--- EXERCISE DATA Enclosed Below ---

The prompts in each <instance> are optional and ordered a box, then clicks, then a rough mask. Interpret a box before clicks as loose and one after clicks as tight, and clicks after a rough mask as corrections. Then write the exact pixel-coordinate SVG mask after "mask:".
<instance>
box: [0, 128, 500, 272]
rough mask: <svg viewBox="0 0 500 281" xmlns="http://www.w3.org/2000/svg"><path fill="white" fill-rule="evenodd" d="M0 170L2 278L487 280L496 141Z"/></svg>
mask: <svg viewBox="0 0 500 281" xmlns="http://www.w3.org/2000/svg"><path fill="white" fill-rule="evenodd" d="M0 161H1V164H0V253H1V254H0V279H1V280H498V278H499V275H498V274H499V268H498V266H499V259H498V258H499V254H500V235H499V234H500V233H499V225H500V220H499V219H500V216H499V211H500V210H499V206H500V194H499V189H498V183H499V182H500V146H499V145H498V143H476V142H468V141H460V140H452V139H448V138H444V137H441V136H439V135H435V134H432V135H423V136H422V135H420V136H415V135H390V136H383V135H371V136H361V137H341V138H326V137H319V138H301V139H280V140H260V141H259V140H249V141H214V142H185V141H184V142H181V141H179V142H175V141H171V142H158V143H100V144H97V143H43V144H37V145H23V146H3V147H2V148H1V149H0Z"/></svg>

--- End of Enclosed EXERCISE DATA ---

TRY IT — Edit the entries above, replacing "rough mask" with "coarse mask" everywhere it occurs and leaving everything else unchanged.

SOLUTION TO THIS TASK —
The prompts in each <instance> are optional and ordered a box, then clicks, then a coarse mask. Interpret a box before clicks as loose and one after clicks as tight, and clicks after a coarse mask as corrections. Then write the exact pixel-coordinate SVG mask after "mask:".
<instance>
box: [0, 128, 500, 272]
coarse mask: <svg viewBox="0 0 500 281" xmlns="http://www.w3.org/2000/svg"><path fill="white" fill-rule="evenodd" d="M0 170L2 278L487 280L496 141Z"/></svg>
mask: <svg viewBox="0 0 500 281" xmlns="http://www.w3.org/2000/svg"><path fill="white" fill-rule="evenodd" d="M0 161H1V164H0V253H1V254H0V279H1V280H498V278H499V275H498V274H499V268H498V266H499V259H498V258H499V254H500V235H499V234H500V233H499V225H500V220H499V219H500V216H499V211H500V210H499V206H500V194H499V189H498V183H499V182H500V146H499V145H498V143H476V142H468V141H460V140H452V139H448V138H444V137H441V136H439V135H435V134H432V135H423V136H422V135H420V136H415V135H390V136H383V135H371V136H361V137H341V138H326V137H319V138H301V139H280V140H260V141H259V140H249V141H214V142H185V141H184V142H181V141H179V142H175V141H171V142H158V143H100V144H97V143H43V144H37V145H23V146H3V147H2V148H1V149H0Z"/></svg>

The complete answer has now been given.